— Begin MATERIAL FOR THIS TASK —

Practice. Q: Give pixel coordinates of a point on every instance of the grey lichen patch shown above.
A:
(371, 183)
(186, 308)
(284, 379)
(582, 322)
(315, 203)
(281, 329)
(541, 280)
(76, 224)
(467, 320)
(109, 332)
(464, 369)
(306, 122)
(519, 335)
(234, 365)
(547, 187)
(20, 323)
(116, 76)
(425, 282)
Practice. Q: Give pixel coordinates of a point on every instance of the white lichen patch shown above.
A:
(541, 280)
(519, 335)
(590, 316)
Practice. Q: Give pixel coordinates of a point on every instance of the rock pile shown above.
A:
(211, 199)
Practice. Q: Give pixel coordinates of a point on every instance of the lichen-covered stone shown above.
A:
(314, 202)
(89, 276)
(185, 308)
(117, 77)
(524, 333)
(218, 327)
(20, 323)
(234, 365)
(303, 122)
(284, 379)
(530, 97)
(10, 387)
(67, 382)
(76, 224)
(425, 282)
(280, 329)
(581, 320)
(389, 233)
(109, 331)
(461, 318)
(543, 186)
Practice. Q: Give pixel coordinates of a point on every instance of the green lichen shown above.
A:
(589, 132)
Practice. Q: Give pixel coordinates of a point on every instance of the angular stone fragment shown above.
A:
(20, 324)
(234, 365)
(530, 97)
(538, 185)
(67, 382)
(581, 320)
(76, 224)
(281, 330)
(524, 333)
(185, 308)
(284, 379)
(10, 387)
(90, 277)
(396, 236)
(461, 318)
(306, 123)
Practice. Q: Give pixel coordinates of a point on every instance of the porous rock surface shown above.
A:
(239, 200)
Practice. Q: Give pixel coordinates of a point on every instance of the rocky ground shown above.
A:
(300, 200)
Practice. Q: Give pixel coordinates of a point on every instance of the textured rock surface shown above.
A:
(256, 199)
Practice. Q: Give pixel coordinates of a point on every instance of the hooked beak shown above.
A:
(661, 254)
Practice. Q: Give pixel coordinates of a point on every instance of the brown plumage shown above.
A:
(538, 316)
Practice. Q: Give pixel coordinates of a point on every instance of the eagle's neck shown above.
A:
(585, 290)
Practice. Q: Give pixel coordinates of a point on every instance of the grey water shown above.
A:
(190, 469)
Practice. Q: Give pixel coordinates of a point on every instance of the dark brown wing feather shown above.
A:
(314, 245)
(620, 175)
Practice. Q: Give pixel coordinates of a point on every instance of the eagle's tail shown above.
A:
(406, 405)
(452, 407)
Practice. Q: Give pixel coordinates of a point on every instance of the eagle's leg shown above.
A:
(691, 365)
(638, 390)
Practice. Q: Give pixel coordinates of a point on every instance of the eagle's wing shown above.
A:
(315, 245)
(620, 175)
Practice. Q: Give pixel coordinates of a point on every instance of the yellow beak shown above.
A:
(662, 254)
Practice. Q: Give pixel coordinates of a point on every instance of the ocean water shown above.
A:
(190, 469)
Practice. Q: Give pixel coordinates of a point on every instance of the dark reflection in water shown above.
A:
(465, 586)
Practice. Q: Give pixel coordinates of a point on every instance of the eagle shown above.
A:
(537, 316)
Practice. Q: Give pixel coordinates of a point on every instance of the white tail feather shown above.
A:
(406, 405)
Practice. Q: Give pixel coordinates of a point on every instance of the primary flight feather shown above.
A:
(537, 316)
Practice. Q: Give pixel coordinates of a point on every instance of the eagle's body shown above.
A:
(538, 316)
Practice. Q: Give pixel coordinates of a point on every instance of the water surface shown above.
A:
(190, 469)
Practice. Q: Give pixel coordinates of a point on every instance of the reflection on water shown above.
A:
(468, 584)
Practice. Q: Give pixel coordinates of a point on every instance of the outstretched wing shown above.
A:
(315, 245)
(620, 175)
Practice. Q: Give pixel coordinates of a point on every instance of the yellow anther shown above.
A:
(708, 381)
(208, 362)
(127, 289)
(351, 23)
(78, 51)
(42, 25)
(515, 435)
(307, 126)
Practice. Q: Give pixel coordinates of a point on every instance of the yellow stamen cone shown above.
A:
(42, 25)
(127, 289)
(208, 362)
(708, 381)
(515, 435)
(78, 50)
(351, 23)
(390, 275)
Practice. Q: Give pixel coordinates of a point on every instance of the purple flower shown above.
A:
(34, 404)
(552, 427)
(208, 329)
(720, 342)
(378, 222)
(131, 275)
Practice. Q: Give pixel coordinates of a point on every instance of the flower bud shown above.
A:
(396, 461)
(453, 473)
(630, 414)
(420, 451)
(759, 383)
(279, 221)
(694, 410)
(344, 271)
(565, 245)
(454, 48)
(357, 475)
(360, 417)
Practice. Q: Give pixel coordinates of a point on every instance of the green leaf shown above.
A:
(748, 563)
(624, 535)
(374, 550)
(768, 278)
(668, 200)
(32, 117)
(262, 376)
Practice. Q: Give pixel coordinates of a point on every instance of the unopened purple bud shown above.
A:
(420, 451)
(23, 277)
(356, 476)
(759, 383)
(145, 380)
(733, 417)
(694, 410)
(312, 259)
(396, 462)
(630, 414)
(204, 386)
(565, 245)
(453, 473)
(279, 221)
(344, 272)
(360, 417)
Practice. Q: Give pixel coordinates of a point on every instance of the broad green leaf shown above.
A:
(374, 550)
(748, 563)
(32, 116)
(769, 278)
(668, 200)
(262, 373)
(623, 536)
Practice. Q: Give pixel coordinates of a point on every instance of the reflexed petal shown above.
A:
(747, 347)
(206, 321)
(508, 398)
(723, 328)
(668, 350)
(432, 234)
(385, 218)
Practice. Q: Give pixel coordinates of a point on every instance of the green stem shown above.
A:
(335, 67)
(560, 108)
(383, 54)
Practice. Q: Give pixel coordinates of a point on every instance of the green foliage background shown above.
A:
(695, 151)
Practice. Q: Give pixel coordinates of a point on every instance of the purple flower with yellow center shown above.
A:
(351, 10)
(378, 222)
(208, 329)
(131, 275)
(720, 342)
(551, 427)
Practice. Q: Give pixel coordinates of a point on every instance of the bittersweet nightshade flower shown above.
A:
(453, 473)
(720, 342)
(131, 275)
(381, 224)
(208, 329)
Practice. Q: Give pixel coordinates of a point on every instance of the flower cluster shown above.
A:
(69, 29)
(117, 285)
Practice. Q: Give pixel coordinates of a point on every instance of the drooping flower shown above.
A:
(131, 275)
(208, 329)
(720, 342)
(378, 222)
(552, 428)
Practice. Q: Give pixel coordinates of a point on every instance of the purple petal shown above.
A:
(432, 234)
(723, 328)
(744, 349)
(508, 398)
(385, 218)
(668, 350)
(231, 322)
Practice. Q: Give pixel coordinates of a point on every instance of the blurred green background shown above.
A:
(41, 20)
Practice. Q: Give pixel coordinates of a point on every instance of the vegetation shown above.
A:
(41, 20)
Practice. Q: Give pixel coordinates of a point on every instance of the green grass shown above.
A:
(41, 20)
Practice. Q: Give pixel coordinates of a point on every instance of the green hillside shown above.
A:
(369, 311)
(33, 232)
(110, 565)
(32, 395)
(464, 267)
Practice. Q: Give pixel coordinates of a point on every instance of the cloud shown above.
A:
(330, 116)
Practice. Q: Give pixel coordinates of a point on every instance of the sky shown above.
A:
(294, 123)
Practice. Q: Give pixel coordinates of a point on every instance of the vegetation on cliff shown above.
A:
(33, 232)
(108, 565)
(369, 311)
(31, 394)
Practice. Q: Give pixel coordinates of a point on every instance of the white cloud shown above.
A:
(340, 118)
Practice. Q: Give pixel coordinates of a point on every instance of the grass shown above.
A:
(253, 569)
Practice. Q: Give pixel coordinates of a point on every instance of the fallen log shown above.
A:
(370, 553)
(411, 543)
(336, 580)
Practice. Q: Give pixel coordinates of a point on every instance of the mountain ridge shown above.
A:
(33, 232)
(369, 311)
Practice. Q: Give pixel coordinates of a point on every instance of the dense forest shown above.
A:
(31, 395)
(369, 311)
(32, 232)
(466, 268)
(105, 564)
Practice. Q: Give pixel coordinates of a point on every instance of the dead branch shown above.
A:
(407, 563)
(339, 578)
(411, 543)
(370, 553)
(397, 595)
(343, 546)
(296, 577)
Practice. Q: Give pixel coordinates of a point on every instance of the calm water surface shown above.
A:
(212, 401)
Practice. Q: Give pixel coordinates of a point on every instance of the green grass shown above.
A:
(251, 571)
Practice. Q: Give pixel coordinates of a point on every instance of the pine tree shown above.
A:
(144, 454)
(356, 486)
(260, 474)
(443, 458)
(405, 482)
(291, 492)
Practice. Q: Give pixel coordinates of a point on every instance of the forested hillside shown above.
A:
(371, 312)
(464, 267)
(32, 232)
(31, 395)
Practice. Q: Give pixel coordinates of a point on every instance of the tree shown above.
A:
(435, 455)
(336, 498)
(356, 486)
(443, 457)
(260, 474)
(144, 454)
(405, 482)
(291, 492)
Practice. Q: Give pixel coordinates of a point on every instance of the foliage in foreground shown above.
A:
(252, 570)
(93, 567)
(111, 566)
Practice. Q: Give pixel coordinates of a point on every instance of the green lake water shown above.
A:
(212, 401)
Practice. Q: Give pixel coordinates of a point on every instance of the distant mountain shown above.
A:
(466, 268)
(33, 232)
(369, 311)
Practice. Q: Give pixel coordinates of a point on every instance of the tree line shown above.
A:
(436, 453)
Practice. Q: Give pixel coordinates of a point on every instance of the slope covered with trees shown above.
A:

— End MATERIAL FOR THIS TASK —

## TASK BRIEF
From the line that contains "foreground shown above." to the last line of the material above, repeat every line exactly, keeping both the first and the last.

## SOLUTION FOR THIS TASK
Practice. Q: Give pixel coordinates of a point on every instance of the foliage in foreground shown above.
A:
(252, 570)
(93, 567)
(111, 566)
Practice. Q: Give pixel coordinates of a point on every instance of the green lake water shown above.
A:
(212, 401)
Practice. Q: Give pixel coordinates of a point on every instance of the distant mountain shown above.
A:
(466, 268)
(33, 232)
(369, 311)
Practice. Q: Give pixel coordinates of a point on every instance of the tree line shown above.
A:
(436, 453)
Practice. Q: Give pixel coordinates of a point on every instance of the slope covered with trees shown above.
A:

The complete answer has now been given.